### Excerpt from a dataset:
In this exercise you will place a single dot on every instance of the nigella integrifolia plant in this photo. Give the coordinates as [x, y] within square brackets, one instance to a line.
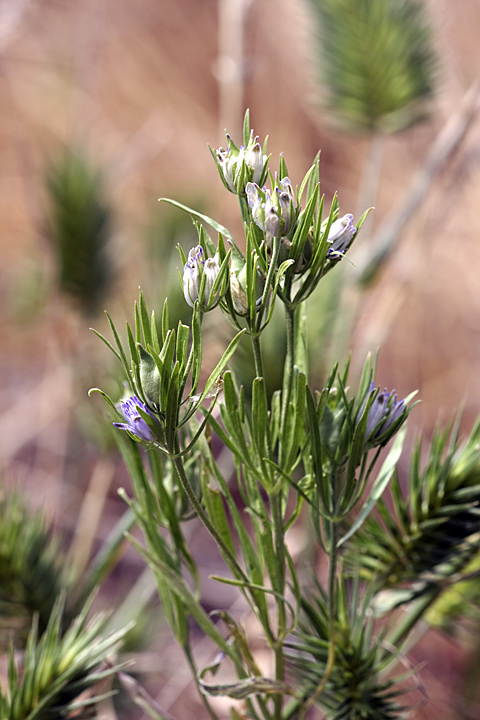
[385, 414]
[340, 235]
[135, 422]
[274, 212]
[199, 275]
[319, 448]
[238, 166]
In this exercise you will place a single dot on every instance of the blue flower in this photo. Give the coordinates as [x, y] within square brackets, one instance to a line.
[383, 413]
[134, 422]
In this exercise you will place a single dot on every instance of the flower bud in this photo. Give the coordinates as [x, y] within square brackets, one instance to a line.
[273, 213]
[239, 165]
[239, 296]
[195, 268]
[383, 413]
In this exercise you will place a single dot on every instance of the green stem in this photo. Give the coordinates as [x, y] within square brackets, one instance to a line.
[332, 580]
[177, 461]
[191, 662]
[279, 537]
[289, 363]
[257, 356]
[272, 267]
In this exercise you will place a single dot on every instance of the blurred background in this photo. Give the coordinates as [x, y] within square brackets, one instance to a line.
[108, 106]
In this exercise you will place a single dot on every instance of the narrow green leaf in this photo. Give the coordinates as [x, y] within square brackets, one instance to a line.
[145, 321]
[379, 486]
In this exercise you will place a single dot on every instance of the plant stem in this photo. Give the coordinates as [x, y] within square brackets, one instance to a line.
[178, 463]
[279, 536]
[257, 356]
[289, 363]
[332, 579]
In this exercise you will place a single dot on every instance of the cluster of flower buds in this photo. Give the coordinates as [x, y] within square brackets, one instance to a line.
[199, 275]
[382, 416]
[240, 165]
[274, 213]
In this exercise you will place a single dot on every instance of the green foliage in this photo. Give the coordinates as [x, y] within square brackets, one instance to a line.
[299, 446]
[376, 61]
[35, 570]
[31, 575]
[433, 530]
[80, 226]
[356, 687]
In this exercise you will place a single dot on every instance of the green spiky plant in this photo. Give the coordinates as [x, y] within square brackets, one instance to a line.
[376, 62]
[376, 67]
[44, 612]
[79, 225]
[60, 669]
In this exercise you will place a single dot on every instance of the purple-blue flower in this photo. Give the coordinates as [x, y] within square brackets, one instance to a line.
[384, 411]
[134, 422]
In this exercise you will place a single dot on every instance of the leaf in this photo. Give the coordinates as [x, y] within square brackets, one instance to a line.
[213, 223]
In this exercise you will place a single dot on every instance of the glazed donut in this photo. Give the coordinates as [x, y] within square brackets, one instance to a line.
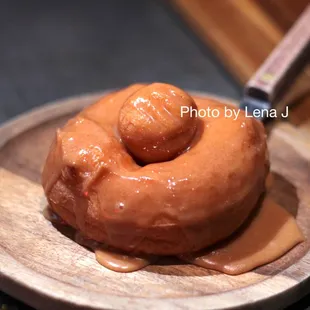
[103, 177]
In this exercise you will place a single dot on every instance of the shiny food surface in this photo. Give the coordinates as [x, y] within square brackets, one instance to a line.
[200, 197]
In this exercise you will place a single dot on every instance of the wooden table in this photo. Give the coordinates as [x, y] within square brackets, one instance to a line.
[57, 49]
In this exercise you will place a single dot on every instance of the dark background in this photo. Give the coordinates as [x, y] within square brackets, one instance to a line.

### YOUR OBJECTIVE:
Repeat the lines above word for word, with nothing left out except the pictures.

### EXPECTED ANSWER:
In this exercise you will place a single dot on every instance of the nigella integrifolia plant in this photo. Give the coordinates as [x, y] within square brackets, one instance to a line.
[385, 414]
[340, 235]
[135, 422]
[274, 212]
[199, 275]
[319, 448]
[238, 166]
In this exercise you will place a single dot on every instance of the blue flower in this photo. Give the coordinates as [x, y] within square brackets, one instance to a line.
[383, 413]
[134, 422]
In this exercise you will place a single dot on every instance of the flower bud in this photo. Give the coordinates as [x, y] within square brackets, one instance to a line.
[273, 213]
[239, 165]
[239, 296]
[195, 268]
[383, 413]
In this exercise you will place a single dot on every instance of the green stem in this photo. Give the coordinates as [x, y] within square brackets, one instance to a line.
[332, 580]
[177, 461]
[191, 662]
[279, 537]
[289, 363]
[257, 356]
[272, 267]
In this exercise you will place a single dot on every instance of the blurred background in this photo. Give the coordinates as [x, y] within square brackets, one instance to a line.
[108, 106]
In this exercise you will place a single dot on every instance of the narrow green leaf in this photo. Give the coordinates as [x, y] within square brackets, one instance to a line.
[145, 321]
[379, 486]
In this exercise you will place a single dot on every instance of the plant stem in this photo. Give the coordinates as [x, y] within square brackets, one instance to a line.
[178, 463]
[279, 536]
[257, 356]
[289, 363]
[332, 579]
In this exercise you will place a single dot on every instance of the cluster of flower buds in this photo. Give the coordinates as [x, y] within square brackets, one instance to a line.
[199, 275]
[382, 416]
[240, 165]
[274, 213]
In this exercise you will place a single dot on every instance of the green foliage in this photo. Give the coordinates as [x, y] within square brackets, one instance to a line.
[299, 446]
[376, 61]
[35, 570]
[31, 575]
[433, 530]
[80, 226]
[356, 687]
In this exercise you will place a single dot on every instance of the green spiky plant in this photo. Give the coordinates as [x, y] within square brackets, one instance to a line.
[376, 62]
[376, 67]
[44, 612]
[79, 225]
[60, 669]
In this exercise you will place a single dot on every instance of the purple-blue flower in this photo. Give the coordinates as [x, y] within square brackets, one instance to a line.
[384, 411]
[134, 422]
In this exercise you will place a single dot on every instance of the leaf in this photo. Give the coordinates as [x, y] within square brackets, one instance to a line.
[213, 223]
In this exercise you will place a single dot on every instance of the glazed donut in this photo. Give the coordinates as [x, y] within square brackets, one instance to a line.
[103, 177]
In this exercise you will place a single dot on every instance of the shiny food surface in this photo. Give the coordinates as [x, y] within square brackets, one instance to a line.
[200, 197]
In this exercise you will place a single dot on every instance of the wooden table in this photo. Give the coordinates as [x, y] within square brackets, one instance to a line.
[57, 49]
In this exercise you will place a single dot on every instance of the dark background in this photo. Give the coordinates as [x, y] within square brackets, one instance to a line.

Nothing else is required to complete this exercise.